Given entries ->
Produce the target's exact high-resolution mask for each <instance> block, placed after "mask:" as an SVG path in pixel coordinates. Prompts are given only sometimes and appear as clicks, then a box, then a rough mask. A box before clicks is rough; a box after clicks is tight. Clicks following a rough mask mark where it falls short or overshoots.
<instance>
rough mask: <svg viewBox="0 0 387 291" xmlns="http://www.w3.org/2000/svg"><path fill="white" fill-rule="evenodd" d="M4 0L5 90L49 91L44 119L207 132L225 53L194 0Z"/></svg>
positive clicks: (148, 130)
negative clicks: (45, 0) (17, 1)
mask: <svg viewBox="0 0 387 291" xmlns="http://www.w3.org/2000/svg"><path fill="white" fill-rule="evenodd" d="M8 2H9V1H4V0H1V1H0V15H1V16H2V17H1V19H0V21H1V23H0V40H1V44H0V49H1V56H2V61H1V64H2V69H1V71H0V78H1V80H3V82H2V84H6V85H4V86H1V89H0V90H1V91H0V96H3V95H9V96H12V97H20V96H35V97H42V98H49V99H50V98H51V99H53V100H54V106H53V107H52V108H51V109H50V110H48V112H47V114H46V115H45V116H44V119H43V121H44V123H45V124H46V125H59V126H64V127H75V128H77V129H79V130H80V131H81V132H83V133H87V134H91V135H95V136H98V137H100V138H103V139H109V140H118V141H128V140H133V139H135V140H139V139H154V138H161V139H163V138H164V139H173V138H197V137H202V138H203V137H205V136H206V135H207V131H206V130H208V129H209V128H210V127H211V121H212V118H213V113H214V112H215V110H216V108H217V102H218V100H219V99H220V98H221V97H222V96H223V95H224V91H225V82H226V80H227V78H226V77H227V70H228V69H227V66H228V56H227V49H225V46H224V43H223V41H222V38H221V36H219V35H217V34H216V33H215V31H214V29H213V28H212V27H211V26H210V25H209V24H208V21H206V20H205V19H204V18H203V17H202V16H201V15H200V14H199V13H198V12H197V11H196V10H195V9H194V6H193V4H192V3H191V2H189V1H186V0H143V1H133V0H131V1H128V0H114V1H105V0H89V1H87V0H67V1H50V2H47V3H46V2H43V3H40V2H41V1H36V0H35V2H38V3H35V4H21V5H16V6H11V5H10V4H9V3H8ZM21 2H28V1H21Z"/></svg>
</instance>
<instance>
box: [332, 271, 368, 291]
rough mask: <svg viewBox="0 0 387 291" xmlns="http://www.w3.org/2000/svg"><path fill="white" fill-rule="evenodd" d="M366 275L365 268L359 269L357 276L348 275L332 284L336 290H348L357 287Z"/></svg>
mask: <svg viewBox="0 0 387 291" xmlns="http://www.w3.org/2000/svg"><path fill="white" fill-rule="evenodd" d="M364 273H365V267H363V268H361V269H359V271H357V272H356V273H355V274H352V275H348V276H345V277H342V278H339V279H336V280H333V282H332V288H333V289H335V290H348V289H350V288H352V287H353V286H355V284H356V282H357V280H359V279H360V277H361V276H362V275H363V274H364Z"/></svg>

Problem details -> Return every line holding the word "instance" from the records.

Result of this task ->
Produce the target's exact high-resolution mask for each <instance> block, placed after "mask:" as an SVG path in pixel coordinates. Prompts are given only sometimes and appear as clicks, then a box, then a rough mask. A box before clicks is rough; a box after clicks is tight. Clicks following a rough mask mark where it falls short or overshoots.
<instance>
</instance>
<instance>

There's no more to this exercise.